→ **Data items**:

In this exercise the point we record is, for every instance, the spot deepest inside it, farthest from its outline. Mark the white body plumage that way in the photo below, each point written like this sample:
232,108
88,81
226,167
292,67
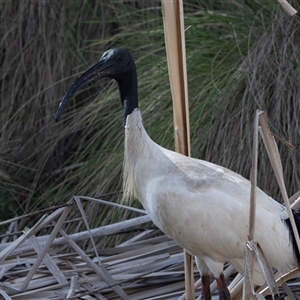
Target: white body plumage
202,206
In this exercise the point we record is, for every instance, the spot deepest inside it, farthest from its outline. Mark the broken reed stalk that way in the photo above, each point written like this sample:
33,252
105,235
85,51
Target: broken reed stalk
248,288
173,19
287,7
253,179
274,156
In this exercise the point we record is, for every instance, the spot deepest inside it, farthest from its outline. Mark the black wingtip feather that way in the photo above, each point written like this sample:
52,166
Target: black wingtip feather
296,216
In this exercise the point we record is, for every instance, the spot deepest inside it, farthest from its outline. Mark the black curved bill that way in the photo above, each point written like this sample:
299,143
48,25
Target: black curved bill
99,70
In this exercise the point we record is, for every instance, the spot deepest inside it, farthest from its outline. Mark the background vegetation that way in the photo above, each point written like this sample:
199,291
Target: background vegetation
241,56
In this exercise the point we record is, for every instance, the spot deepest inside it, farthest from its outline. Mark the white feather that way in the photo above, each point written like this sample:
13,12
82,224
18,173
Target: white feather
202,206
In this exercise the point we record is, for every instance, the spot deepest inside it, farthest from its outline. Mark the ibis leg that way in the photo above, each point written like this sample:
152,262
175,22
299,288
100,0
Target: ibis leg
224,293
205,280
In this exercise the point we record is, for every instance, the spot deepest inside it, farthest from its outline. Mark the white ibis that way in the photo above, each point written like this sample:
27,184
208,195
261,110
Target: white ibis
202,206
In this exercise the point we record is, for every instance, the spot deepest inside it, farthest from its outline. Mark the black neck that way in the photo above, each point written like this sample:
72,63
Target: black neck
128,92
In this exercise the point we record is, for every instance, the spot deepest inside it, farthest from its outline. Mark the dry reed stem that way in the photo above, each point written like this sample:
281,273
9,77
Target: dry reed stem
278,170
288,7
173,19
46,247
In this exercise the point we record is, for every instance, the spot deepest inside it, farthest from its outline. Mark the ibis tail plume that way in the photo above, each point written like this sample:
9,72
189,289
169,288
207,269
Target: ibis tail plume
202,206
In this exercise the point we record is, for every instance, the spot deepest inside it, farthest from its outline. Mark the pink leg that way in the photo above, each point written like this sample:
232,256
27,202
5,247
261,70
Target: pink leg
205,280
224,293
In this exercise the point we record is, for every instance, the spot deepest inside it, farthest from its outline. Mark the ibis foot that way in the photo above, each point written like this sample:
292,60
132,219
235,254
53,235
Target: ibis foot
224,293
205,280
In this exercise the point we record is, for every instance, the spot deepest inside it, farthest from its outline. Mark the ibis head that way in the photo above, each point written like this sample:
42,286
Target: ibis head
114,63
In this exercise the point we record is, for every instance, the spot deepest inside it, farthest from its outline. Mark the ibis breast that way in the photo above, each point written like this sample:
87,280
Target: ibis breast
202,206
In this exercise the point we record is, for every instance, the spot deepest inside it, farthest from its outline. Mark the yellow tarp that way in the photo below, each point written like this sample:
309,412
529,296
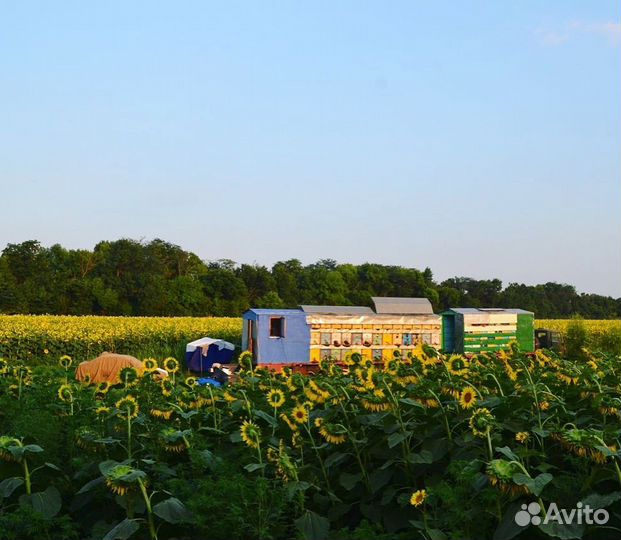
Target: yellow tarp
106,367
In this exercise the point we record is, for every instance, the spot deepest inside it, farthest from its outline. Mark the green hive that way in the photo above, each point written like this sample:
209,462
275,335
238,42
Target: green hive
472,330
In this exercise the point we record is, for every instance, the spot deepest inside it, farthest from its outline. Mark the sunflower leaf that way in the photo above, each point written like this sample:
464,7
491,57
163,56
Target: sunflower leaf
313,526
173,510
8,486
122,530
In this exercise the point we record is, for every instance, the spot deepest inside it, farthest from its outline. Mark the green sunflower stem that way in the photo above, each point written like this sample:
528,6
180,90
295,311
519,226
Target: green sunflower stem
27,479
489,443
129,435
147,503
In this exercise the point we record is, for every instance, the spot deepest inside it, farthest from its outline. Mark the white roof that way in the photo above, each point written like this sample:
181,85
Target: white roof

→ **What you are asked to do**: Word for word, return the records shown above without their pictures.

→ **Exercise answer**:
In this exercise the point we record is, for every instance, the spot deepest inside it, farthest from its outline. Mark the white body plumage that way in the photo below, each point written like this sample:
232,108
88,81
226,167
292,67
Target: white body plumage
202,206
In this exercise the point we record is, for every instance, the spot deepest inside it, farthest from its outline. Mark the broken reed stalk that way in the photo above, each point written like this sample:
33,252
105,235
85,51
Target: broken reed stalk
248,288
173,19
287,7
253,179
274,156
In this exercise the point we record is, for every instance, the spot deepest inside it, farthest from its outline. Mark the black wingtip feather that way in the photo above, each point written like this sample:
52,166
Target: black wingtip feather
296,216
In this exercise the point we record is, for every instance, the spot deepest inside it, farthest from its outline. Mark the black curved bill that way in the photo above, each point written like this sample:
299,143
48,25
Target: black curved bill
99,70
In this exercise the point we record is, for every instance, the spot deepest inside it, farthest from its outline. Mark the background vegetation that way in the photo above, each point written like this sample:
199,291
Target: background vegetation
241,56
In this exercise the point we record is, for every instance, the spot deepest inside it, farthest from its outline. Mark the white feather that way in the photo above, each point written like this sample:
13,12
82,224
18,173
Target: white feather
202,206
In this exercise the point we record is, for every instance, the spot deepest inside it, farthest from its outline. Mark the ibis leg that way in the photo above, each point written like this sample:
152,262
175,22
299,288
100,0
Target: ibis leg
224,293
205,280
In this exercise the point we record is, for every instance, the spot deepest inside it, farthest from its outline. Mark the white ibis that way in the photo above, each point written like this sample:
27,184
208,195
261,110
Target: white ibis
202,206
In this exercise the point we record is, for every instance, the spot deepest inside it, farthest from its outline. Mark the black neck that way in the photo above, each point written like this sample:
72,63
Target: black neck
128,92
In this exercise the point we record is, for every instance, the spot deepest inside it, farthest from its outline. Mark the dry reed stem that way in the photo above, each point written like this sample:
281,273
9,77
Target: dry reed stem
278,170
288,7
173,19
46,247
In this exercise the point we record is, for every instance, the spot deepest inside it, farthest from its outline. Mark the ibis tail plume that way in the photo above, each point written like this sample:
9,72
189,289
169,288
207,269
Target: ibis tail plume
202,206
In this exercise the point we record is, for every instance, the spot deepest inside it, farthest from its outline. Mark the pink leg that way in the photo above, each point written like this sample:
232,256
27,202
5,247
261,70
Target: pink leg
205,280
224,293
In this exercise the point we record is, for every instance, the spot deepest inside it, farthest from its outline. Mark the ibis foot that way in the photo above, each point written like this sample:
292,60
132,219
235,254
53,235
Target: ibis foot
224,293
205,280
In this exercise the point we record is, for every instance, the spot deepest inside it, farthest from its outline. Mark the ibis head that way in the photo above, each point written like this sample:
42,286
Target: ibis head
114,63
In this exercise the point we record is, for every instance, the spot deepest inside it, farthest from its outline. Mark the ibis breast that way in the photo above, each point written like this sample:
87,280
Target: ibis breast
202,206
In this exercise the point we record is, for every instance, the spot deepest inside it, farthest from its outline. Mark the yellow tarp that way in the photo below, each point written like this sample:
309,412
529,296
Target: yellow tarp
106,367
In this exercise the point we record is, for every instance, the spot deepest inside it, farthest from its outline. Mark the green hive that way in the photo above, each point written like this sample:
209,462
275,335
238,42
Target: green hive
472,330
In this exercise the point we record is, for every instance, the spot deepest inside it, farthest from its outline. Mark the sunflower leaf that way in the photo above, each point written like this sample:
464,7
491,57
163,56
Target: sunflower leaf
313,526
173,510
8,486
122,530
In this exercise the point we record is, for every instance, the spot deepest inside it, farthest from its outline. Mark the green sunflower stem that way in the photo above, each point written like this sample:
528,6
180,90
295,311
519,226
Target: green sunflower stem
27,479
489,443
129,435
147,503
In this exercise the point we record is, for every instance, the spot deepest inside it, farthest from its outline. Mark the white roof that way in the photo above, each point written like this sample:
181,85
Target: white roof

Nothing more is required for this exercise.